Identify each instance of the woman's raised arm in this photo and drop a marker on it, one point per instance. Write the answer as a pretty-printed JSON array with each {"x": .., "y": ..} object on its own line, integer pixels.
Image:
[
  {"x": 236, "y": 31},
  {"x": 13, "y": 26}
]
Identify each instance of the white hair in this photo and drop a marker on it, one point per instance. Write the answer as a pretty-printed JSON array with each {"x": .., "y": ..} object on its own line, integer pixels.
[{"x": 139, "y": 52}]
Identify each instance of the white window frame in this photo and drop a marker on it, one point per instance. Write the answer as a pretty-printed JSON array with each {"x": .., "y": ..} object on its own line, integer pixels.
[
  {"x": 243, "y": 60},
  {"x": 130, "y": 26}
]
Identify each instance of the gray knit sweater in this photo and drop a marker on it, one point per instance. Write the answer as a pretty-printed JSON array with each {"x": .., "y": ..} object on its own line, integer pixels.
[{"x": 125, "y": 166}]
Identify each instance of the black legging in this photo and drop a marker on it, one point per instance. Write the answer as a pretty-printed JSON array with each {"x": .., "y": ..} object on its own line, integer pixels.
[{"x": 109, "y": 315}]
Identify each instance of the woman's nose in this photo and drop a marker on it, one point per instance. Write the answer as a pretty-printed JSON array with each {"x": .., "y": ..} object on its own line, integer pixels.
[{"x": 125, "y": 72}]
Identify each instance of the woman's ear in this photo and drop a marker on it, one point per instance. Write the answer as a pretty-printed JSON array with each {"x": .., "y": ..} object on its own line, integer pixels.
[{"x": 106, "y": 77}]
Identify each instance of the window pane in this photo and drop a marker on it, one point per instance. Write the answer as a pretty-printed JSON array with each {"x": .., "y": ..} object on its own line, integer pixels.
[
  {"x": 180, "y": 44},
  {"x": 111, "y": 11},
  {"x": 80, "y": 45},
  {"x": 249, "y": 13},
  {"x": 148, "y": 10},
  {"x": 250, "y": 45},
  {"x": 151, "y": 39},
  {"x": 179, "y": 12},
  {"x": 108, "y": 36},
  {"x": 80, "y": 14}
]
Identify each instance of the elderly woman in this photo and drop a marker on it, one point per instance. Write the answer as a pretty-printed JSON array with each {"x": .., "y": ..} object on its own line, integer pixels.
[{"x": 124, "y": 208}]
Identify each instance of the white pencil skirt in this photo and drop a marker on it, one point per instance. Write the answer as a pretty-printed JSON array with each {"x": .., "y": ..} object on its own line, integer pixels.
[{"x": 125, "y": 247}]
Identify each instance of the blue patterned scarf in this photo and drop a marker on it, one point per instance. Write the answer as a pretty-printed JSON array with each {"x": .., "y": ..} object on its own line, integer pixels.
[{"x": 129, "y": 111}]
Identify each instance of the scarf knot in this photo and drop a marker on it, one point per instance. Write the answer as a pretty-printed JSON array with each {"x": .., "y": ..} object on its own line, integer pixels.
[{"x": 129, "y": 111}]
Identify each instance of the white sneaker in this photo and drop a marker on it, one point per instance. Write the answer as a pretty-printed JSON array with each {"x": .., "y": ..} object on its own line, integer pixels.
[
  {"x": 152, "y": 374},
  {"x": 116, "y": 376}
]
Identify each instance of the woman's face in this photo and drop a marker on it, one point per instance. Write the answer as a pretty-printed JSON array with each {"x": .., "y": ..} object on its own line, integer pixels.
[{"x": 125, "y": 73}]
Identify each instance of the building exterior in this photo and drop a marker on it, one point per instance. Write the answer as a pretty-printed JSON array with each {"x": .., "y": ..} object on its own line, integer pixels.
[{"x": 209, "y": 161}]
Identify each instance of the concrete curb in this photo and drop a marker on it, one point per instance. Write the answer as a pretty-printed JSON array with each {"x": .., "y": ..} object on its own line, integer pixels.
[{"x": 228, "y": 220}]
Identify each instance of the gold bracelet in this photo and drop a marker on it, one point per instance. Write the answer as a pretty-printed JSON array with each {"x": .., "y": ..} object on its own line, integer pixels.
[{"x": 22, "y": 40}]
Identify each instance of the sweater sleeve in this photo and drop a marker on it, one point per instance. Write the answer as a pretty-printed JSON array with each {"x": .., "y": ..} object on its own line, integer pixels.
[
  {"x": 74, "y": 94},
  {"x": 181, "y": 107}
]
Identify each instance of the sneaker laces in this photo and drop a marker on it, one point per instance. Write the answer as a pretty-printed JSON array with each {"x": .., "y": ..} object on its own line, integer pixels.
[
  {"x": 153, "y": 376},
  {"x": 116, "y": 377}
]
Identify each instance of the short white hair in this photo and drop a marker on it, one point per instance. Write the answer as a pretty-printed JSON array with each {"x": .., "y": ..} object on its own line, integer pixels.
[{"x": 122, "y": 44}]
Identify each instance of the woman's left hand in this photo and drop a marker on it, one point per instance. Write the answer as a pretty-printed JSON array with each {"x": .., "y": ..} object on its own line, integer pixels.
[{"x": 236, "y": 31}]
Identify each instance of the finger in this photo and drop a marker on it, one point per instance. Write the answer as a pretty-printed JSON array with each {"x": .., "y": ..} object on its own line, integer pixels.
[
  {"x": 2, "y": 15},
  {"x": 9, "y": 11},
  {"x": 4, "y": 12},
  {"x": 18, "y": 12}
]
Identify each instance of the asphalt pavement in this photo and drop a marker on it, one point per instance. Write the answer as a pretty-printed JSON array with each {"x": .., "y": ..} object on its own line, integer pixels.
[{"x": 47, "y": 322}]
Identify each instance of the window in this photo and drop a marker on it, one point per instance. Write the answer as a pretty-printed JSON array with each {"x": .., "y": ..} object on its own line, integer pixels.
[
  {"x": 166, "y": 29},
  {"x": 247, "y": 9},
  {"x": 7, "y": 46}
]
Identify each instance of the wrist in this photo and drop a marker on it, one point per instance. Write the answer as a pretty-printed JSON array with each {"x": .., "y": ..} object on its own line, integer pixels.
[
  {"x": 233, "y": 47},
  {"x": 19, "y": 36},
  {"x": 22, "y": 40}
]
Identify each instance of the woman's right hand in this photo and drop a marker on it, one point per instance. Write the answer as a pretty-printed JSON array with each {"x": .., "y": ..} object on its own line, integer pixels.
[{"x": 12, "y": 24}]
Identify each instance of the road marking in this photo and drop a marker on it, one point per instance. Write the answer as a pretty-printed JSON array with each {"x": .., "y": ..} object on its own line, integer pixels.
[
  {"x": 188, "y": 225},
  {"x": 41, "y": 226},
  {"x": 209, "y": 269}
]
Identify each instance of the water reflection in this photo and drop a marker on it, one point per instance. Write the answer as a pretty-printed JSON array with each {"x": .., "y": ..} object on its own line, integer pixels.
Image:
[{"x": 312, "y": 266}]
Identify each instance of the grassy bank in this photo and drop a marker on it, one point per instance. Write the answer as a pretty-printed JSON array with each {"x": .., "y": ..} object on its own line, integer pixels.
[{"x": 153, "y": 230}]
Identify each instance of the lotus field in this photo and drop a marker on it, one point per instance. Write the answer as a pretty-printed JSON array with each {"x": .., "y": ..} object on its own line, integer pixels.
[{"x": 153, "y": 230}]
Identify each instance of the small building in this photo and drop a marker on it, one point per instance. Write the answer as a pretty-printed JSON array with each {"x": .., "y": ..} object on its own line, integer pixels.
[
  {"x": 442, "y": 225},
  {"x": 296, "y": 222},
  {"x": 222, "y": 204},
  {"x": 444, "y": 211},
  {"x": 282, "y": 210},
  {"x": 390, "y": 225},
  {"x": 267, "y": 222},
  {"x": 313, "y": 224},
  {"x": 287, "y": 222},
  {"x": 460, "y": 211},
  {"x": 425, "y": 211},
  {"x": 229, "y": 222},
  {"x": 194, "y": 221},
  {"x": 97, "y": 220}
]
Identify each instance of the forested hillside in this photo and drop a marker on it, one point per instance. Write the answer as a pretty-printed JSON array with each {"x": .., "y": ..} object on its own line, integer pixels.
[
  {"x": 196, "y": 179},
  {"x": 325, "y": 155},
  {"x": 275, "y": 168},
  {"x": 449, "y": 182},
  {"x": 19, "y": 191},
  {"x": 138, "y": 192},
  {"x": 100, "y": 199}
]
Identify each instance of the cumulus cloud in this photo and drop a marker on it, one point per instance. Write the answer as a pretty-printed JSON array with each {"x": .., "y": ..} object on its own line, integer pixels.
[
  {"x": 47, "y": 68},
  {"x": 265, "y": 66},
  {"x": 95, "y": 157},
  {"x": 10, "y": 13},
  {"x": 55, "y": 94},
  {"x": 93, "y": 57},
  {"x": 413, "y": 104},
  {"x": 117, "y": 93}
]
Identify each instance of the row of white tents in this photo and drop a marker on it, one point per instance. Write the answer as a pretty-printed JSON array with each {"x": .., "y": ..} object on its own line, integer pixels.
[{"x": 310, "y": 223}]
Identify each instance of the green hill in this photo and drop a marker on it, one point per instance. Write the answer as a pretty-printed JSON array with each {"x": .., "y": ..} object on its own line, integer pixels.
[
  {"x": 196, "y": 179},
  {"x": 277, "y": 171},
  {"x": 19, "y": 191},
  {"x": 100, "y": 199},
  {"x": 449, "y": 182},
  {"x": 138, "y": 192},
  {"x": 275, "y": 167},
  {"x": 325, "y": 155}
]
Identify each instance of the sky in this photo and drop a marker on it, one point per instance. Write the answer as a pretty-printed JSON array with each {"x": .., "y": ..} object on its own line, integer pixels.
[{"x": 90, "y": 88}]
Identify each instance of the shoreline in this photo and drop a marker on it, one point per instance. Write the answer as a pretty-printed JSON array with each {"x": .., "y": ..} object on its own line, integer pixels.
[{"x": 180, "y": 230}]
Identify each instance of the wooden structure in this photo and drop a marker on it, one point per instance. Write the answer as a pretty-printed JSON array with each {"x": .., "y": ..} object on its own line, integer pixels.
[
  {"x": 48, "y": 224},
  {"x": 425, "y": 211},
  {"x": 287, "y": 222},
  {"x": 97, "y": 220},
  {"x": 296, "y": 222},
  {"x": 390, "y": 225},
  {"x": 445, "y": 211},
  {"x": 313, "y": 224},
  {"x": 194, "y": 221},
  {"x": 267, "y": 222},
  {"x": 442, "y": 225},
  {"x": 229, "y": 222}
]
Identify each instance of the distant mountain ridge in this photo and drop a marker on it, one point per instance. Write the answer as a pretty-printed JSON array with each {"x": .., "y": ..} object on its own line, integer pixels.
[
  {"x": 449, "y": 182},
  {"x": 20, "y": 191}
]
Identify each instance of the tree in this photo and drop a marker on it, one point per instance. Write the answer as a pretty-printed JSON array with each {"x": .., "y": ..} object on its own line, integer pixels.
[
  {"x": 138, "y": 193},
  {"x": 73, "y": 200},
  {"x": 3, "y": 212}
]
------------------------------------
### Instructions for the task
Reproduce, exactly and with nothing added, the lines from the one that includes "Identify each instance of the row" through the last line of the material.

### Worked answer
Identify each instance of the row of white tents in this photo and drop a marker on it, one point per instance. Write the answer as a pretty-printed JSON array with each {"x": .., "y": ..} object on its own line, integer pixels.
[{"x": 310, "y": 223}]
Identify each instance of the green hill in this photo and drop a marker on it, one point per instance. Write the answer as a pretty-printed JSON array with each {"x": .., "y": ..} object on its own line, integer pixels.
[
  {"x": 196, "y": 179},
  {"x": 277, "y": 171},
  {"x": 19, "y": 191},
  {"x": 100, "y": 199},
  {"x": 449, "y": 182},
  {"x": 138, "y": 192},
  {"x": 275, "y": 167},
  {"x": 325, "y": 155}
]
Identify each instance of the sky in this photo and drop a marker on it, one point per instance. Write the answer as a pretty-printed JSON array with each {"x": .., "y": ..} object on its own line, integer pixels.
[{"x": 90, "y": 88}]
Identify each instance of the shoreline in this photo and drop a marker on it, one point per instance. Write the answer as a pretty-printed JSON array with each {"x": .., "y": ..} object on its own line, integer pixels.
[{"x": 180, "y": 230}]
Identify each instance of the wooden structure in this photo and drop a marker on it, one point per instance. Write the answer as a pretty-printed JSON array with each {"x": .., "y": ..} object on its own line, integer pixels.
[
  {"x": 48, "y": 224},
  {"x": 425, "y": 211},
  {"x": 287, "y": 222},
  {"x": 97, "y": 220},
  {"x": 296, "y": 222},
  {"x": 390, "y": 225},
  {"x": 445, "y": 211},
  {"x": 313, "y": 224},
  {"x": 194, "y": 221},
  {"x": 267, "y": 222},
  {"x": 442, "y": 225},
  {"x": 229, "y": 222}
]
Identify each instance of the distant mountain ridge in this photo and drop a marker on it, one point per instance. Write the answer as a pretty-printed JSON array with each {"x": .., "y": ..} object on its own line, integer pixels.
[
  {"x": 449, "y": 182},
  {"x": 20, "y": 191}
]
Identify each instance of the tree in this photo and drop a marker on it, one point per instance. Write the answer as a pretty-printed JSON array with each {"x": .., "y": ..} object on its own line, integer pixels.
[
  {"x": 138, "y": 193},
  {"x": 73, "y": 200},
  {"x": 3, "y": 212}
]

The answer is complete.